• _PAGE EXTRACT_:

■ ■ ■ ■ ■

436 F.3d 706
UNITED STATES of America, Plaintiff-Appellee,
Leonard Jermain WILLIAMS, Defendant-Appellant.
United States Court of Appeals, Sixth Circuit.
Submitted: January 24, 2006.
Decided and Filed: January 31, 2006.
On Brief: M. Dianne Smothers, Office of the Federal Public Defender, Memphis, Tennessee, for Appellant. James W. Powell, Assistant United States Attorney, Jackson, Tennessee, for Appellee.
Before: SILER, SUTTON, and COOK, Circuit Judges.
COOK, Circuit Judge.
Leonard Jermain Williams pleaded guilty to possessing firearms after having been convicted of a felony, in violation of 18 U.S.C. § 922(g). The district court sentenced him, and Williams now asks this court to vacate the sentence as unreasonable. Because the district court reasonably sentenced Williams, we affirm.
* Following Williams's guilty plea, the probation office prepared a presentence report. The report recommended two Sentencing-Guidelines enhancements because Williams possessed three stolen firearms. Williams objected to the enhancements as based on facts neither admitted by the defendant nor found by a jury, but the court overruled the objections, finding Williams's guilty plea and written statement sufficient to constitute an admission.

■ ■ ■ ■ ■

• _COLLECTED MATERIAL_:
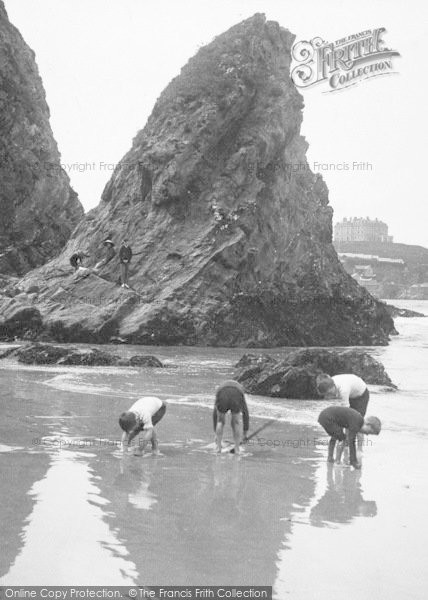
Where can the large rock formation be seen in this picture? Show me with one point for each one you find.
(38, 208)
(294, 376)
(231, 230)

■ ■ ■ ■ ■

• _BRIEF 1_:
Return the passage of the Sixth Circuit opinion from "436 F.3d 706" up to and including "COOK, Circuit Judges.", copied word for word.
• _BRIEF 2_:
Carry the Sixth Circuit opinion forward from the point where it stops.

• _TASK RESPONSE 1_:
436 F.3d 706
UNITED STATES of America, Plaintiff-Appellee,
Leonard Jermain WILLIAMS, Defendant-Appellant.
United States Court of Appeals, Sixth Circuit.
Submitted: January 24, 2006.
Decided and Filed: January 31, 2006.
On Brief: M. Dianne Smothers, Office of the Federal Public Defender, Memphis, Tennessee, for Appellant. James W. Powell, Assistant United States Attorney, Jackson, Tennessee, for Appellee.
Before: SILER, SUTTON, and COOK, Circuit Judges.

• _TASK RESPONSE 2_:
The district court, "consider[ing] the guidelines only in an advisory fashion," concluded that the "range of 57 to 71 months ... calculated by the probation officer ... is a reasonable range." The court then imposed a sentence of 64 months:
The defendant's number of firearms, three, is at the low end of that range, so that would justify a sentence at the low end of his sentencing range. The defendant's criminal history score is at the top of the criminal history category. That would justify a sentence at the top end of the range. Put those two factors together and the court concludes that a sentence near the middle of the sentencing range is an appropriate, reasonable sentence.
We must affirm Williams's sentence if it is "reasonable." United States v. Christopher, 415 F.3d 590, 594 (6th Cir.2005). Williams suggests that the district court presumed the Guidelines range to be reasonable, and that this deprived him of a proper integration of the statutory factors found in 18 U.S.C. § 3553(a). His arguments lack merit.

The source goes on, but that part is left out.